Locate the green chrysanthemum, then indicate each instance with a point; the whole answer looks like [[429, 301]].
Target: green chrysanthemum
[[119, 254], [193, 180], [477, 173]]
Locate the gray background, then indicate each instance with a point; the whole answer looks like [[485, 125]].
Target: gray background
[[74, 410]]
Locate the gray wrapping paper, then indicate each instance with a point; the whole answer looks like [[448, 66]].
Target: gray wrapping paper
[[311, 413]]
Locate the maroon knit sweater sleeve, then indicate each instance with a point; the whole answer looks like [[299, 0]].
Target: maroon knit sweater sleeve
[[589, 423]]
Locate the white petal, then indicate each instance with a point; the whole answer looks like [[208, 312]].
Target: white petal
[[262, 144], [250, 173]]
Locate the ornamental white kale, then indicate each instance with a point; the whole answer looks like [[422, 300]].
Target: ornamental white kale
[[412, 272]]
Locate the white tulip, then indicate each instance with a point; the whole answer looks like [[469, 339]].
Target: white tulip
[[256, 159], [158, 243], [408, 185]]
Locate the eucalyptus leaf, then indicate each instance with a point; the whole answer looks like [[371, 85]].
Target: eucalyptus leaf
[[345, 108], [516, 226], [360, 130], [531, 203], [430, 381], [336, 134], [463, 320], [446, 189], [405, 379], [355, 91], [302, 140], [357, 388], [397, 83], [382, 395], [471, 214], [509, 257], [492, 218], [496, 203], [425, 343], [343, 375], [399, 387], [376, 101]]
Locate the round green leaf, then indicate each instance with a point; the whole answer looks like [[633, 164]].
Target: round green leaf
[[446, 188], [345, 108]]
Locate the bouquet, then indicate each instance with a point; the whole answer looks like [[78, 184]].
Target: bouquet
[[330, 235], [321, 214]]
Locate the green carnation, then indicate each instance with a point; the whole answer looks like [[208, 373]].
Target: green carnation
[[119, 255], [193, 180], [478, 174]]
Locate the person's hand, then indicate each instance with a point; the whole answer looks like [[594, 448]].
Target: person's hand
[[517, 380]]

----

• _WHAT TO DO_: Lines from the one containing "Locate the green carnation, then" through the last line of the records, restated word for word: that is the whole response.

• _FINISHED TASK_:
Locate the green carnation, then indicate each instance with a point; the whole answer looks like [[208, 373]].
Target: green carnation
[[119, 255], [193, 180], [478, 174]]
Locate the person's hand, then indicate each instance with a point; the whole answer looks like [[594, 448]].
Target: person's hand
[[517, 380]]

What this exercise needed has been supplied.